[Natural language region descriptions]
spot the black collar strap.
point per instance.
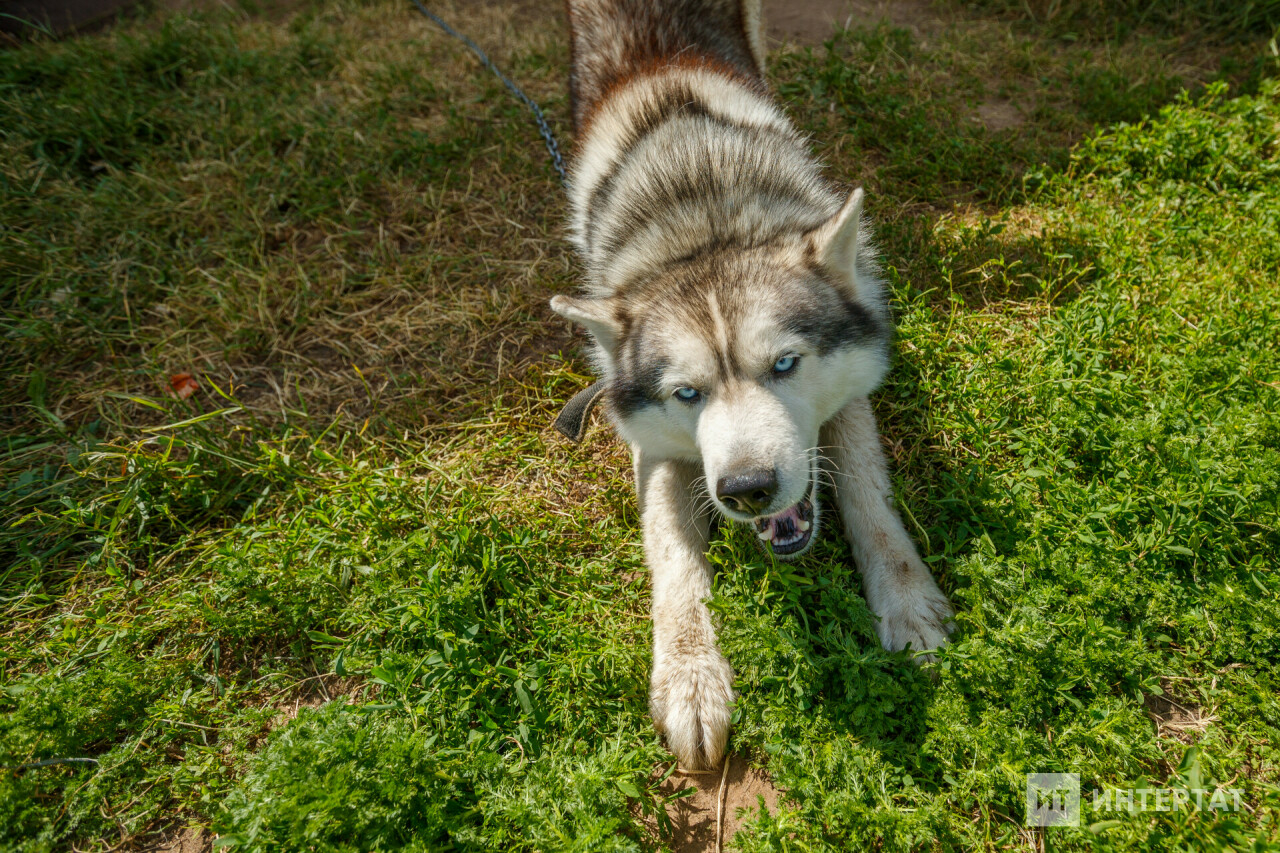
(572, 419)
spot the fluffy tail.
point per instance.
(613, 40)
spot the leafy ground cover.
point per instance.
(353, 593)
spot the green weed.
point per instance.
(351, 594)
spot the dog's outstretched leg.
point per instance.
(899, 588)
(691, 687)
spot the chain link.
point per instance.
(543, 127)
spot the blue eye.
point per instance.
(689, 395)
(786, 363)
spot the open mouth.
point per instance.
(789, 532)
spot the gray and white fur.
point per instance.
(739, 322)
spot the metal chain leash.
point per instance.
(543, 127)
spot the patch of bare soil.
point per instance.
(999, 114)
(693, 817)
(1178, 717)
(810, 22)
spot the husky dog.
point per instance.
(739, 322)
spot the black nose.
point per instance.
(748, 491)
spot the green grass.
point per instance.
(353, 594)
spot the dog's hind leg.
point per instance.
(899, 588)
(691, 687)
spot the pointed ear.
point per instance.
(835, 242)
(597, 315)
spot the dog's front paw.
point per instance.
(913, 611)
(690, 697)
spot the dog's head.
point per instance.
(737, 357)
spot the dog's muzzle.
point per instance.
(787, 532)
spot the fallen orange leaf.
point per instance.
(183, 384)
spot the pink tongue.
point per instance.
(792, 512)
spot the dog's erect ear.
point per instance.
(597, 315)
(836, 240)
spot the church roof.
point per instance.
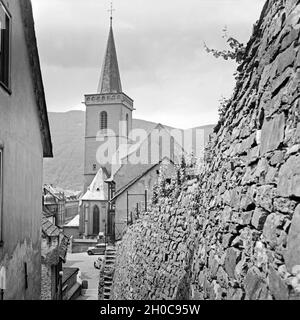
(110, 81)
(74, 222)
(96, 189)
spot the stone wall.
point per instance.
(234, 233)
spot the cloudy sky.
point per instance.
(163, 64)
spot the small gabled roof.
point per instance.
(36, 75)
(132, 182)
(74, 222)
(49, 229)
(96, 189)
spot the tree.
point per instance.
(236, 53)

| EXERCISE OBJECTIVE |
Take the line that contains "spot the gray and white fur." and every line after it to the end of the records above; quote them exactly, leaving out the pictures.

| EXPECTED OUTPUT |
spot the gray and white fur.
point per instance.
(739, 322)
spot the metal chain leash.
point per instance.
(543, 127)
spot the patch of bare soil.
point per instance.
(999, 114)
(693, 817)
(1178, 717)
(810, 22)
spot the husky dog.
point per instance.
(739, 322)
spot the black nose.
point per instance.
(748, 491)
spot the green grass.
point per instance.
(353, 594)
spot the dog's hind leg.
point per instance.
(899, 588)
(691, 687)
spot the pointed ear.
point per instance.
(835, 242)
(597, 315)
spot the dog's front paw.
point per instance.
(913, 611)
(690, 697)
spot the dog's head.
point per instance.
(737, 357)
spot the dog's muzzle.
point per instance.
(787, 532)
spot the fallen orange leaf.
point per instance.
(183, 384)
spot the pink tongue.
point per instance.
(792, 512)
spot the dog's erect ear.
point per instance.
(597, 315)
(836, 240)
spot the church roof.
point per instance.
(110, 81)
(74, 222)
(96, 189)
spot the stone wall.
point per instance.
(234, 233)
spot the cloudy sky.
point per instance.
(163, 64)
spot the small gabled roof.
point per instance.
(36, 75)
(132, 182)
(74, 222)
(49, 229)
(96, 189)
spot the tree.
point per instance.
(236, 53)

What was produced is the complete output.